Start of Information provided
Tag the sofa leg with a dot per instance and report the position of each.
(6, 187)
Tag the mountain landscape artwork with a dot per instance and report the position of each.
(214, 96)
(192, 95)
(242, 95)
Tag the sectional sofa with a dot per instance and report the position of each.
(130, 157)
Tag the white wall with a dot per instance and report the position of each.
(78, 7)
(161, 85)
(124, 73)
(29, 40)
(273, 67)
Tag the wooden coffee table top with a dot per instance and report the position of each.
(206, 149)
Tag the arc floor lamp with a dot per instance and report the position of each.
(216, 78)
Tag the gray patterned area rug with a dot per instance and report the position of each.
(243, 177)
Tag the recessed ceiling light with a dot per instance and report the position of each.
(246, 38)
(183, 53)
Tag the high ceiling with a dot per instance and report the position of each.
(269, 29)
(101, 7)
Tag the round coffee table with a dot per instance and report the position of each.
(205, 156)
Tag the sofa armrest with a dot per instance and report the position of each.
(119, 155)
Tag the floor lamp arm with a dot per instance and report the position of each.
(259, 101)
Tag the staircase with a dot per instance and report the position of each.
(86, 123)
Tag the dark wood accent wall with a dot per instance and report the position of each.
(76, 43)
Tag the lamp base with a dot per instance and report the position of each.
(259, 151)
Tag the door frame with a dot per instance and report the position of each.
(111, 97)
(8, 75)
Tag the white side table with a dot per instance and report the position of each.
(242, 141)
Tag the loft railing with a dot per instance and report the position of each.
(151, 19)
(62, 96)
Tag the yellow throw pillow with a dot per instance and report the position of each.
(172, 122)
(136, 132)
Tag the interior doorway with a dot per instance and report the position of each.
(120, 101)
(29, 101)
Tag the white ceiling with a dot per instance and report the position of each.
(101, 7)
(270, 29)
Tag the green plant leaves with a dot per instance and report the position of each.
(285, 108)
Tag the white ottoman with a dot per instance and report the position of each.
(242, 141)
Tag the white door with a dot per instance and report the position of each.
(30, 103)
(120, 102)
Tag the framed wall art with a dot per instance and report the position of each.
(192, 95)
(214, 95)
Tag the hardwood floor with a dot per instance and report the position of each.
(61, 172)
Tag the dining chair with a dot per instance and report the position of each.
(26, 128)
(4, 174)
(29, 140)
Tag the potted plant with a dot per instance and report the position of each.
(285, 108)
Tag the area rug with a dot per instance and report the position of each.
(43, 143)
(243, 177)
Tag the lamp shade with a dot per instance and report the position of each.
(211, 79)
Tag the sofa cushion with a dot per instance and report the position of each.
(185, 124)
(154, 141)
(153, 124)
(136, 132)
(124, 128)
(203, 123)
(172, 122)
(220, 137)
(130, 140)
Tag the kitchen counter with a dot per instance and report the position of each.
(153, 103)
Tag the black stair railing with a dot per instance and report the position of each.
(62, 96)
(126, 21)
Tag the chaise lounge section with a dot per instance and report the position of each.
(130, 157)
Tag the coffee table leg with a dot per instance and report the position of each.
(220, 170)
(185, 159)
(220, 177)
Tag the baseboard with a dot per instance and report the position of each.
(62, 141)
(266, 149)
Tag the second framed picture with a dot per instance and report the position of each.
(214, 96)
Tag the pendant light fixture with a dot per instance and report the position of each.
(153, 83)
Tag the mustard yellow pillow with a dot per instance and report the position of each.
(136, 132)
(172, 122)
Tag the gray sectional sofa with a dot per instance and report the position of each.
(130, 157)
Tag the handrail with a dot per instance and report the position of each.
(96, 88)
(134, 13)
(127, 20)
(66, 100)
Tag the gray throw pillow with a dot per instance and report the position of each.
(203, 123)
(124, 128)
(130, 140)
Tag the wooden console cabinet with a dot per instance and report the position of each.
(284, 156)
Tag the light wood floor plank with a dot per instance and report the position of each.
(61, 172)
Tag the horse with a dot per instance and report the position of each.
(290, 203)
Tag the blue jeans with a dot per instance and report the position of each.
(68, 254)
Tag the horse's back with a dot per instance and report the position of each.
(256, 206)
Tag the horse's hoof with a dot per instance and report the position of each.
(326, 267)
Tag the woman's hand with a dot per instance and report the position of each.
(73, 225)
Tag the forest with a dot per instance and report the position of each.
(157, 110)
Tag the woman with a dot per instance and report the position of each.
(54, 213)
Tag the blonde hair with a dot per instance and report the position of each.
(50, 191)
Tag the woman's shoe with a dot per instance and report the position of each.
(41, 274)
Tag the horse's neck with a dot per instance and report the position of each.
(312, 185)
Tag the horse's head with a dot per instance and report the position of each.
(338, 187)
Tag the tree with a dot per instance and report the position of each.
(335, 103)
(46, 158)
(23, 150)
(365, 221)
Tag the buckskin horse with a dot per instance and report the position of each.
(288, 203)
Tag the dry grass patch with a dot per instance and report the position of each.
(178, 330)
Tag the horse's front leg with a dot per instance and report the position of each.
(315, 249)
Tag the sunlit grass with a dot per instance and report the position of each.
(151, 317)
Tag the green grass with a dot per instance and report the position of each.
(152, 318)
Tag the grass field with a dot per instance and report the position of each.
End of Information provided
• What the exercise asks:
Return all of the above records exactly, leaving no line out.

• Response below:
Tag the sofa leg with a dot per instance and report the position of each.
(6, 187)
Tag the mountain landscape artwork with a dot per instance and report the position of each.
(214, 96)
(192, 95)
(242, 95)
Tag the sectional sofa with a dot per instance and report the position of each.
(130, 157)
Tag the white wall with a dot per instance and report the position of each.
(78, 7)
(161, 85)
(124, 73)
(29, 40)
(273, 67)
Tag the wooden coffee table top with a dot per instance and report the position of each.
(206, 149)
Tag the arc floor lamp with a dot per instance and report the position of each.
(216, 78)
Tag the gray patterned area rug with a dot per instance and report the position of each.
(243, 177)
Tag the recessed ceiling light with a dot per instance and report the position of each.
(246, 38)
(183, 53)
Tag the high ceiling with a dot per instance and report the position of each.
(269, 29)
(101, 7)
Tag the round coffee table with a dot per instance and report the position of each.
(205, 156)
Tag the sofa armrest with a dot per instance and report the position of each.
(119, 155)
Tag the floor lamp arm with a dot per instance and report the position of each.
(259, 101)
Tag the staircase with a dot per instance and report the position of each.
(86, 123)
Tag the dark wood accent wall with a dot per instance and report the position of each.
(76, 43)
Tag the lamp base with a dot per instance and report the position of each.
(259, 151)
Tag the door frame with a dot per instance and report the position of each.
(111, 97)
(8, 75)
Tag the white side table with a dot per instance and report the position of each.
(242, 141)
Tag the loft railing with a dot per instance and report the position of each.
(151, 19)
(62, 96)
Tag the yellow throw pillow with a dot per instance and report the position of each.
(172, 122)
(136, 132)
Tag the interior doorway with a dot per instance and report the position of each.
(120, 101)
(29, 101)
Tag the white ceiling with a dot per instance and report the position of each.
(101, 7)
(270, 29)
Tag the green plant leaves with a dot per instance and report the position of each.
(285, 108)
Tag the white ottoman with a dot per instance and report the position of each.
(242, 141)
Tag the white door with a dot per instance and report the position of each.
(30, 103)
(120, 102)
Tag the framed wall art with a dot per instance and report the position of each.
(192, 95)
(214, 95)
Tag the hardwood floor with a dot per instance and report the position of each.
(61, 172)
Tag the dining chair with a dot per instance and report the position of each.
(26, 128)
(4, 174)
(29, 140)
Tag the potted plant with a dot per instance and report the position of each.
(285, 108)
Tag the area rug with a dot per instance and report the position of each.
(43, 143)
(243, 177)
Tag the lamp shade with a dot per instance and report the position of each.
(211, 79)
Tag the sofa cushion with a dot per instance and report the position of each.
(185, 124)
(154, 141)
(153, 124)
(136, 132)
(124, 128)
(203, 123)
(172, 122)
(220, 137)
(130, 140)
Tag the kitchen counter with a dot per instance and report the position of each.
(153, 103)
Tag the black stair railing with a dot per instance and report the position of each.
(62, 96)
(126, 21)
Tag the chaise lounge section with a dot per instance and report the position of each.
(130, 157)
Tag the coffee table leg with a dot per instance and report the position of each.
(220, 170)
(185, 159)
(220, 177)
Tag the baseboard with a dot per instance and report the position of each.
(62, 141)
(266, 149)
Tag the second framed picture with a dot per instance and report the position of each.
(214, 96)
Tag the pendant light fixture with a dot per instance and report the position of each.
(153, 83)
Tag the mustard yellow pillow with a dot per instance and report the position of each.
(136, 132)
(172, 122)
Tag the gray sectional sofa with a dot per instance and report the position of each.
(130, 157)
Tag the handrail with a dot per instance and report the position of each.
(96, 88)
(134, 13)
(127, 20)
(66, 100)
Tag the gray throw pillow with a dot per instance and report the position of each.
(203, 123)
(124, 128)
(130, 140)
Tag the wooden console cabinet with a dot per instance and report the position of each.
(284, 156)
Tag the light wood floor plank with a dot per instance and report the position of each.
(61, 172)
Tag the horse with a dot per instance and report the position of each.
(290, 203)
Tag the blue jeans with a dot per instance and report the position of each.
(68, 254)
Tag the horse's back with a dot per instance and report the position of each.
(256, 206)
Tag the horse's hoof with a dot per instance and report the position of each.
(326, 267)
Tag the woman's hand with a dot per instance and report the position of each.
(73, 225)
Tag the forest with a dot per instance and report the position of each.
(157, 110)
Tag the woman with a dot per instance and report the position of each.
(54, 213)
Tag the blonde hair with a dot per instance and report the position of each.
(50, 191)
Tag the woman's shoe with a dot per instance and report the position of each.
(41, 274)
Tag the horse's neck with a dot per instance and report the position of each.
(312, 185)
Tag the horse's head with a dot per instance and report the position of each.
(338, 187)
Tag the tree with a dot per instance and report the position of each.
(335, 103)
(46, 158)
(23, 150)
(365, 221)
Tag the buckskin horse with a dot per instance and report the position of each.
(288, 203)
Tag the dry grass patch with a dot per instance and report the position of each.
(178, 330)
Tag the horse's front leg with a dot per instance and report the position of each.
(315, 249)
Tag the sunlit grass with a dot per instance and report the position of each.
(151, 317)
Tag the green grass with a dot per instance and report the position of each.
(152, 318)
Tag the grass field with a dot per instance and report the position of each.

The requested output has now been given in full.